### PROBLEM REQUIREMENTS
Count the lines below that contain the string "rule", and reply with only that number.

### EXERCISE DATA
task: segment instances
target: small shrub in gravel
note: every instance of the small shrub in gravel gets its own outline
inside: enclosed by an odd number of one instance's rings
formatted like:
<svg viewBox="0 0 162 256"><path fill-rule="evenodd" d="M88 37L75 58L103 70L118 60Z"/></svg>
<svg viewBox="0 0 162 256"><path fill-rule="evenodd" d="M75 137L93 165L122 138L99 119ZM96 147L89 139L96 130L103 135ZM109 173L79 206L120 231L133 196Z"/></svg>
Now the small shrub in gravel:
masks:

### COMPLETE ANSWER
2